Input material:
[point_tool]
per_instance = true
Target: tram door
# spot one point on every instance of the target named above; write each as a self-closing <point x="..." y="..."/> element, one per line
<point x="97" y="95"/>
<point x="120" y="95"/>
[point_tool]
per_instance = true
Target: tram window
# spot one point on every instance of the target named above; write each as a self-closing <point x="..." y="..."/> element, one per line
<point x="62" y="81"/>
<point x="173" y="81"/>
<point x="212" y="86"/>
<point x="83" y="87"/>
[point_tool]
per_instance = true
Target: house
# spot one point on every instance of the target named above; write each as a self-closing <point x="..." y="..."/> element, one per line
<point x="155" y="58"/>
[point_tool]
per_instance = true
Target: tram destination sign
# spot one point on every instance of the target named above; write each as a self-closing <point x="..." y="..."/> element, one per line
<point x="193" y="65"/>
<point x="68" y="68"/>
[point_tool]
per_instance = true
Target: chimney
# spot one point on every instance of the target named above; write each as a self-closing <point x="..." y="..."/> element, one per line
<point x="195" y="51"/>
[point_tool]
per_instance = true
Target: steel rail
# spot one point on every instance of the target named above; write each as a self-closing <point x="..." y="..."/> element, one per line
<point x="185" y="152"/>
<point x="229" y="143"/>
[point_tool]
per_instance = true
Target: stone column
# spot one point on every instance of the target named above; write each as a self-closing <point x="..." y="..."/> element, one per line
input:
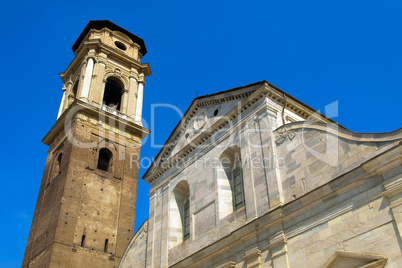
<point x="62" y="103"/>
<point x="87" y="80"/>
<point x="274" y="181"/>
<point x="138" y="110"/>
<point x="97" y="95"/>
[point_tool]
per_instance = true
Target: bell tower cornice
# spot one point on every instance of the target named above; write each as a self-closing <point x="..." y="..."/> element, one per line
<point x="107" y="71"/>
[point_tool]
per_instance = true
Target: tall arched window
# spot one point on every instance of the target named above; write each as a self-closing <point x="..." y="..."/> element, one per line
<point x="75" y="89"/>
<point x="113" y="93"/>
<point x="105" y="159"/>
<point x="230" y="182"/>
<point x="57" y="169"/>
<point x="186" y="219"/>
<point x="179" y="214"/>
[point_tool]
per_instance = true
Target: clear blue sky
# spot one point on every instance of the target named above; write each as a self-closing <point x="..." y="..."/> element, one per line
<point x="317" y="51"/>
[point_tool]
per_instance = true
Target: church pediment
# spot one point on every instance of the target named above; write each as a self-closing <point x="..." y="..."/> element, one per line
<point x="348" y="259"/>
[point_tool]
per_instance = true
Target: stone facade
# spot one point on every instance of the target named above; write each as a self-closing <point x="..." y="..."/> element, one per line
<point x="312" y="194"/>
<point x="84" y="216"/>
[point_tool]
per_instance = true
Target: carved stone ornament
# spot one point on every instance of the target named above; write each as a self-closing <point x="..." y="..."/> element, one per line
<point x="282" y="133"/>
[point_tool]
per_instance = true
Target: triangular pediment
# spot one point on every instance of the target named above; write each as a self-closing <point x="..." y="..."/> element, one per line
<point x="207" y="113"/>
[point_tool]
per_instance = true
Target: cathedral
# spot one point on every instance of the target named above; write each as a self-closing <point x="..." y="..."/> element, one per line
<point x="249" y="177"/>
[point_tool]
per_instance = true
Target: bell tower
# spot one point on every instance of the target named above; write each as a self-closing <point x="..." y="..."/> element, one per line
<point x="84" y="215"/>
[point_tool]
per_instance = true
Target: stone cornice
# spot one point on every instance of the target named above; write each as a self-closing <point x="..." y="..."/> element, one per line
<point x="111" y="52"/>
<point x="249" y="94"/>
<point x="151" y="175"/>
<point x="85" y="108"/>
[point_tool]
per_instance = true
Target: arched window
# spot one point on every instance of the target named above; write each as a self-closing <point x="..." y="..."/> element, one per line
<point x="75" y="89"/>
<point x="230" y="182"/>
<point x="105" y="159"/>
<point x="186" y="219"/>
<point x="57" y="169"/>
<point x="113" y="93"/>
<point x="180" y="216"/>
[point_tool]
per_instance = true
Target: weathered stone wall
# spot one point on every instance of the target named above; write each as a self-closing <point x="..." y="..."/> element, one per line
<point x="84" y="200"/>
<point x="308" y="190"/>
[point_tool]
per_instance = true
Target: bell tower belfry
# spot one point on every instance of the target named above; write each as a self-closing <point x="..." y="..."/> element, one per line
<point x="84" y="215"/>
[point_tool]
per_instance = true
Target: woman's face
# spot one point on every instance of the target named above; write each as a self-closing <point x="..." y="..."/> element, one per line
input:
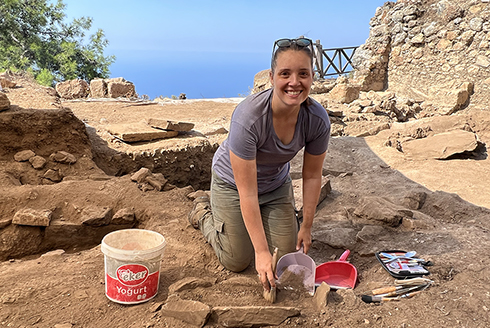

Goal of the exercise:
Locate every line in the listing above that contains the word "tram", and copy each such line in full.

Correct response:
Target: tram door
Target: tram window
Target: tram destination sign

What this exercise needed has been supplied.